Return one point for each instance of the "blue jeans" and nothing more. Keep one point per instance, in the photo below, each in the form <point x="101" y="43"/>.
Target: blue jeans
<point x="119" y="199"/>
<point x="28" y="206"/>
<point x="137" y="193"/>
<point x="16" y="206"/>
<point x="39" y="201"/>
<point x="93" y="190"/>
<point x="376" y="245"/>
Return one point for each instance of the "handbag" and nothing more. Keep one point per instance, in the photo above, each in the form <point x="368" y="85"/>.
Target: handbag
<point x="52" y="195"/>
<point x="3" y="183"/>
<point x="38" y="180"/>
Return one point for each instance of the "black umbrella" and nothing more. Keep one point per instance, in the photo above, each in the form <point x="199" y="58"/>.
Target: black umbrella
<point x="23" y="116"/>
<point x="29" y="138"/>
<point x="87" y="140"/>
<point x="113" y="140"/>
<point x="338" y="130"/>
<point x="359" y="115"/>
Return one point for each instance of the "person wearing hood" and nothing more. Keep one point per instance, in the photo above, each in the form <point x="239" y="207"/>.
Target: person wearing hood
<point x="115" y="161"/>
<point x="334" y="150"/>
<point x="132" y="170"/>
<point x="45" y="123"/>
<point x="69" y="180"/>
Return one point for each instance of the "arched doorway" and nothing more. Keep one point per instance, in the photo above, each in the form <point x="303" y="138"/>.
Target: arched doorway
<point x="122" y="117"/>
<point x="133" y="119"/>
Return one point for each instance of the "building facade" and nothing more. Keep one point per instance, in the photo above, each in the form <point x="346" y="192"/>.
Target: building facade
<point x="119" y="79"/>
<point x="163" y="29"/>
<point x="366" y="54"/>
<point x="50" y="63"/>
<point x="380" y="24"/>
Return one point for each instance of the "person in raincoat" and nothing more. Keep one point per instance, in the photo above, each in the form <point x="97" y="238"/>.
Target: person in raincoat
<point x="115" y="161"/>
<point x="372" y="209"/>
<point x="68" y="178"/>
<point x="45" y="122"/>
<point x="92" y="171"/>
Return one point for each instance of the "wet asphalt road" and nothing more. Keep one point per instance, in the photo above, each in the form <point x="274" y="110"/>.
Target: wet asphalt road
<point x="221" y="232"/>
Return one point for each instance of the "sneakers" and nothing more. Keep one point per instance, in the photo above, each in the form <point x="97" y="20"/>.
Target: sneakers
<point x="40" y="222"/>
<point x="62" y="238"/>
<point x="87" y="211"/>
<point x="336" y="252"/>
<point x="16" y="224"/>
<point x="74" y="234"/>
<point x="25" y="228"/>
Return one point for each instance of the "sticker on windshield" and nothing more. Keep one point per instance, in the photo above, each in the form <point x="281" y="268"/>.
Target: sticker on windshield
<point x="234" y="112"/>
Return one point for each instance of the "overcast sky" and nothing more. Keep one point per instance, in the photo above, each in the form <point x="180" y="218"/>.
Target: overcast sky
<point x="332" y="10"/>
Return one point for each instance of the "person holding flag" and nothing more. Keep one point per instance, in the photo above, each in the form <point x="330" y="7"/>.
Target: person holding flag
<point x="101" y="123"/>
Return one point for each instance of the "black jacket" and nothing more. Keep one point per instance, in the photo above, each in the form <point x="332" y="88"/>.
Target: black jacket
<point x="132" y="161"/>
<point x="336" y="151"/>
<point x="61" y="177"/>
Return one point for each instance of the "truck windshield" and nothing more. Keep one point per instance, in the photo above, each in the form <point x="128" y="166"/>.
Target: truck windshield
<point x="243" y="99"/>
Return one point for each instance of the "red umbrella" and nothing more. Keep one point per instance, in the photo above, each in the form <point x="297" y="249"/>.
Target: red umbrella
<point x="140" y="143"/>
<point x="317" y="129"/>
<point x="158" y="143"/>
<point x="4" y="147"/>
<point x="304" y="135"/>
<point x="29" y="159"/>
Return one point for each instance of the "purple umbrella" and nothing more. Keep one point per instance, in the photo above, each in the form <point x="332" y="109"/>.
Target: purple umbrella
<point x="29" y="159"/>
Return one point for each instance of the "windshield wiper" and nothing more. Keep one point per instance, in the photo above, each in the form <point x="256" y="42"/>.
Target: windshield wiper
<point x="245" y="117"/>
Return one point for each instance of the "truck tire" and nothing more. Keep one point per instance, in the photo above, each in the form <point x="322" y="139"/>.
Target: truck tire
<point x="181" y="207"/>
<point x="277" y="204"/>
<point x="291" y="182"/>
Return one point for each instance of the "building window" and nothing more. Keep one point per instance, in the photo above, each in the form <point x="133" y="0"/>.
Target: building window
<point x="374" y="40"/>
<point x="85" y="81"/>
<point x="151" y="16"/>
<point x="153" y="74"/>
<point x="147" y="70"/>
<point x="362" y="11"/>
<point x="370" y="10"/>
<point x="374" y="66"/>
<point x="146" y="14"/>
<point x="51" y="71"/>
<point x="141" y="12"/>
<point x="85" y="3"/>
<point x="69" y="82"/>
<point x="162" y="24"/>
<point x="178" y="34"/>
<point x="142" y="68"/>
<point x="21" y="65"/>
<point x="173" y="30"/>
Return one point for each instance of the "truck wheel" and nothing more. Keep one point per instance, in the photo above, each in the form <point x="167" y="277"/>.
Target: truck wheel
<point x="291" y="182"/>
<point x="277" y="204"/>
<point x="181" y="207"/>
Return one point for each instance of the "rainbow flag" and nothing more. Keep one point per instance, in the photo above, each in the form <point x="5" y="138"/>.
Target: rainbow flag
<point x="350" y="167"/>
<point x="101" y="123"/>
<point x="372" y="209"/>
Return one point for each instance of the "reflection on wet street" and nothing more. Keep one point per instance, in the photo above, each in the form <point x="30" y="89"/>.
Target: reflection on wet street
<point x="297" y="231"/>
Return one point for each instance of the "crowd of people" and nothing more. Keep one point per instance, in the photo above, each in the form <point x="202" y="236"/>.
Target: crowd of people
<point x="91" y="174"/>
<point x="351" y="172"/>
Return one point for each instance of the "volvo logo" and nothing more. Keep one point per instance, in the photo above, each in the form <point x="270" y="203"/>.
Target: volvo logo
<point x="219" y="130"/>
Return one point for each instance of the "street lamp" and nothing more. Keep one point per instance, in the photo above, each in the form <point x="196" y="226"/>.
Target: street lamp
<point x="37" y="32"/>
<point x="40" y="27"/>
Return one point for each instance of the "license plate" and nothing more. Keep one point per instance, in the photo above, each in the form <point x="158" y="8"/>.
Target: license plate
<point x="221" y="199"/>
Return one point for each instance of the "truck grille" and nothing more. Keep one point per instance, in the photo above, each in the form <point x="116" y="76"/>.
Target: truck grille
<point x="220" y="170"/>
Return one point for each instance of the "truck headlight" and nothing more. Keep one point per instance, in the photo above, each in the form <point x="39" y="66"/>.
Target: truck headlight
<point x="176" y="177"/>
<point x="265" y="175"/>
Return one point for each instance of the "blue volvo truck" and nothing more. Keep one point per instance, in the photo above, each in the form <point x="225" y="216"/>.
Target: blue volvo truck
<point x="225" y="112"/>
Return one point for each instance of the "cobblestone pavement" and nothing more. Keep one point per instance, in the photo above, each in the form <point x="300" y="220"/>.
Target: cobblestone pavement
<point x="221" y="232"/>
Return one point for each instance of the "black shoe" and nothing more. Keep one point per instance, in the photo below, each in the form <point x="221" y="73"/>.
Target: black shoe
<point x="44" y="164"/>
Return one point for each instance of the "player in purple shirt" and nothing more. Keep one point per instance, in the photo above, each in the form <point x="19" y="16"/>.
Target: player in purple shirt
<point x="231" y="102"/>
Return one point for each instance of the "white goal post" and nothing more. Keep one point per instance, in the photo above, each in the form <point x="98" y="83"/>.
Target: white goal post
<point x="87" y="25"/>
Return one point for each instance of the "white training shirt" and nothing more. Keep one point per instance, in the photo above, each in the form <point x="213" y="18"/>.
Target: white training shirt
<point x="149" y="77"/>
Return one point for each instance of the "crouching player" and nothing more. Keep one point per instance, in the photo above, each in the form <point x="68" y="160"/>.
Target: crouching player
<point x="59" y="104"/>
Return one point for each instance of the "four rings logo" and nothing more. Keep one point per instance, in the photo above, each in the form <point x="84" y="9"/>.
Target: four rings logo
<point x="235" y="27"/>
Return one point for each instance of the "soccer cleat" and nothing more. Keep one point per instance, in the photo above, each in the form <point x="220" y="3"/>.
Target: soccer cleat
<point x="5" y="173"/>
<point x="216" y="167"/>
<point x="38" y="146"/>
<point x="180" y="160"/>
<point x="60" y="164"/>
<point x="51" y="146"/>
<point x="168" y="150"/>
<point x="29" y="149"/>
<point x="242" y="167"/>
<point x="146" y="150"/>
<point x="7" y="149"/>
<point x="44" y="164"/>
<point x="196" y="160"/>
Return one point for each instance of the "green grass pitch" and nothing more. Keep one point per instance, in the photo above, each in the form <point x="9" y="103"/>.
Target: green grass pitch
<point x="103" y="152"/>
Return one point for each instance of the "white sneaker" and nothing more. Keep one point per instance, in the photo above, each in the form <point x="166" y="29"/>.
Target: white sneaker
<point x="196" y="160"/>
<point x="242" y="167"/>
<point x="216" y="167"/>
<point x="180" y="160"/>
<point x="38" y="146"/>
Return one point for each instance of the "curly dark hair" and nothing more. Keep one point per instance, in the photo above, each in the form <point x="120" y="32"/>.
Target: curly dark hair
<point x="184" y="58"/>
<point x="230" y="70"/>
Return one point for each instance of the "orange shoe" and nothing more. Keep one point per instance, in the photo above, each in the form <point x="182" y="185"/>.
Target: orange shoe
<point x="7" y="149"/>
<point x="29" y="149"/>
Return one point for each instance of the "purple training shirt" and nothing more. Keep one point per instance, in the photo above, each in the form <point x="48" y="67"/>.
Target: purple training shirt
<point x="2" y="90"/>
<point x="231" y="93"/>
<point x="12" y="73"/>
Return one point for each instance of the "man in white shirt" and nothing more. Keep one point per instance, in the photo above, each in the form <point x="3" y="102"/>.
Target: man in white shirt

## EXERCISE
Pick out every line of the entries above that contains the string "shoe", and copy each one in full.

## CORRECT RESPONSE
Return one point for each instance of the "black shoe" and nothing more. Keep one point per instance, in the photo below, each in the form <point x="221" y="73"/>.
Target: black shoe
Return one point for each instance of the "orange shoe" and nothing more. Keep one point per instance, in the photo above, each in the form <point x="182" y="185"/>.
Target: orange shoe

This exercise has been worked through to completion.